(Excerpts from a dataset)
◇ ◇ ◇
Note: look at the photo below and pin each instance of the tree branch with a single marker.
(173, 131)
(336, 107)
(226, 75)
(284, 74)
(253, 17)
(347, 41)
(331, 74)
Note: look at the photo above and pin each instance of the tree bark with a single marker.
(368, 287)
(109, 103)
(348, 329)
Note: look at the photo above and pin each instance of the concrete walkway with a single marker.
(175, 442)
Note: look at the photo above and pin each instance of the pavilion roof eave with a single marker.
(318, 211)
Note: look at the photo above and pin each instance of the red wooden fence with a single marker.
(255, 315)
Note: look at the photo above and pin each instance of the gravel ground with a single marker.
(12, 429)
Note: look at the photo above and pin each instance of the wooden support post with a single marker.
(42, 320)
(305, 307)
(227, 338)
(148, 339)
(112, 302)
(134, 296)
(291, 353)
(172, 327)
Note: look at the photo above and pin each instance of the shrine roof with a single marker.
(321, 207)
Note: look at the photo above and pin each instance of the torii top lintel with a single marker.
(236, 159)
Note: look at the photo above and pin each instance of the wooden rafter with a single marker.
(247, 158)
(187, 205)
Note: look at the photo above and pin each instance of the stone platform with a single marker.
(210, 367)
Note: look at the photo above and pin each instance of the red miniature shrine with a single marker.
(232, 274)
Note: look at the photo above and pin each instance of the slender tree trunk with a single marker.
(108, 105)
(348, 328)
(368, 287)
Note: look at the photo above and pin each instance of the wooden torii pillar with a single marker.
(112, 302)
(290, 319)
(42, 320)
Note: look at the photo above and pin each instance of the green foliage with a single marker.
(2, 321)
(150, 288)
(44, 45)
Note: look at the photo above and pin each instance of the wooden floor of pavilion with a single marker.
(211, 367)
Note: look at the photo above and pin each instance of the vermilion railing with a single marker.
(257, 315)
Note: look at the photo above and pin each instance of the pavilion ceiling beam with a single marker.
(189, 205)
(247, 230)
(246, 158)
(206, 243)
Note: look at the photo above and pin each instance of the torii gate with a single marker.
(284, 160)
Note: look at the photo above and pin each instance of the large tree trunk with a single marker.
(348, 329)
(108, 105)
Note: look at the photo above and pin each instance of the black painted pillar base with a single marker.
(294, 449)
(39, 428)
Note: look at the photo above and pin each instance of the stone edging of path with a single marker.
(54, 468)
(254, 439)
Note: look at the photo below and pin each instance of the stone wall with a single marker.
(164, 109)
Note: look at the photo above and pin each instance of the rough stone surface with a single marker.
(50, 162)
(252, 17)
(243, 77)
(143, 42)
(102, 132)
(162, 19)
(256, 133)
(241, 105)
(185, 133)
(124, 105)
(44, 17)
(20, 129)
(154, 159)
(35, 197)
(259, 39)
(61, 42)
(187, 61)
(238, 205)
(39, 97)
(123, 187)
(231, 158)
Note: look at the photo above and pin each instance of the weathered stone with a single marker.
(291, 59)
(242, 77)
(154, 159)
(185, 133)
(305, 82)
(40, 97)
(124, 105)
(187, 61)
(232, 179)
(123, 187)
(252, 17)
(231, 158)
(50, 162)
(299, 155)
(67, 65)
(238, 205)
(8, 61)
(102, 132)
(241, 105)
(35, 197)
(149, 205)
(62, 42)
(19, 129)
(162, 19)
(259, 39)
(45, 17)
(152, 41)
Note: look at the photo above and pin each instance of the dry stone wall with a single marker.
◇ ◇ ◇
Letter for letter, copy all of the entries above.

Note: look at the photo below and pin each instance of the tree branch with a single marker.
(173, 131)
(336, 107)
(226, 75)
(284, 74)
(253, 17)
(347, 41)
(331, 74)
Note: look at the photo above and pin each instance of the tree bark with a single marker.
(368, 287)
(109, 103)
(348, 329)
Note: look at the photo above and pin each instance of the concrete walkway with a single marker.
(175, 442)
Note: look at the photo above and pin each instance of the pavilion roof eave with a single marker.
(318, 211)
Note: look at the photo above and pin each instance of the red wooden fence with a single marker.
(255, 315)
Note: look at the photo above and pin each instance of the gravel ground with a single marker.
(12, 429)
Note: look at the photo above and pin each instance of the wooden support post with a single marker.
(42, 320)
(305, 307)
(227, 338)
(148, 339)
(112, 302)
(134, 296)
(291, 353)
(172, 327)
Note: look at the photo above and pin each instance of the shrine roof with a single marker.
(321, 207)
Note: look at the photo above and pin each instance of the torii top lintel with a single marker.
(236, 159)
Note: look at the photo above and pin each instance of the wooden rafter with a single marker.
(247, 158)
(187, 205)
Note: look at the photo above and pin each instance of the stone platform with a single marker.
(210, 367)
Note: look at the photo above and pin each instance of the red miniature shrine with a single marker.
(232, 274)
Note: look at the photo above and pin each instance of the slender tree trunk with a single marker.
(108, 105)
(348, 328)
(368, 287)
Note: look at the photo above and pin each instance of the wooden torii pillar with a single marker.
(112, 302)
(290, 319)
(42, 320)
Note: look at the photo above and pin each instance of the green foliage with a single marker.
(2, 321)
(150, 288)
(44, 45)
Note: look at the photo above and pin each instance of the wooden floor of pavilion with a single marker.
(211, 367)
Note: look at the photo above and pin each instance of the vermilion railing with a single marker.
(257, 315)
Note: look at the photo above and pin each instance of the pavilion ceiling beam with a single marker.
(189, 205)
(247, 230)
(246, 158)
(206, 243)
Note: look at the photo above and pin each instance of the torii gate with a single marker.
(284, 160)
Note: look at the photo above and pin each instance of the large tree trunk with a single marker.
(348, 329)
(108, 105)
Note: look at the photo above and pin each instance of the black painted pillar base with a single marker.
(294, 449)
(39, 428)
Note: look at the photo above and pin each instance of the stone edging of path with a single marker.
(54, 468)
(254, 439)
Note: look at the photo below and pin each instance of the stone wall with a single marker.
(164, 109)
Note: look at the photo above and pin each instance of the rough stone surface with a single marker.
(50, 162)
(252, 17)
(243, 77)
(143, 42)
(102, 132)
(162, 19)
(256, 133)
(241, 105)
(185, 133)
(124, 105)
(44, 17)
(20, 129)
(154, 159)
(35, 197)
(259, 39)
(61, 42)
(187, 61)
(238, 205)
(39, 97)
(123, 187)
(231, 158)
Note: look at the photo above and pin each instance of the weathered stone with a single marker.
(291, 59)
(242, 77)
(154, 159)
(185, 133)
(305, 82)
(40, 97)
(124, 105)
(187, 61)
(232, 179)
(123, 187)
(252, 17)
(231, 158)
(50, 162)
(299, 155)
(67, 65)
(238, 205)
(8, 61)
(102, 132)
(241, 105)
(35, 197)
(149, 205)
(62, 42)
(19, 129)
(162, 19)
(259, 39)
(45, 17)
(152, 41)
Note: look at the photo above and pin each instance of the dry stone wall with a single marker.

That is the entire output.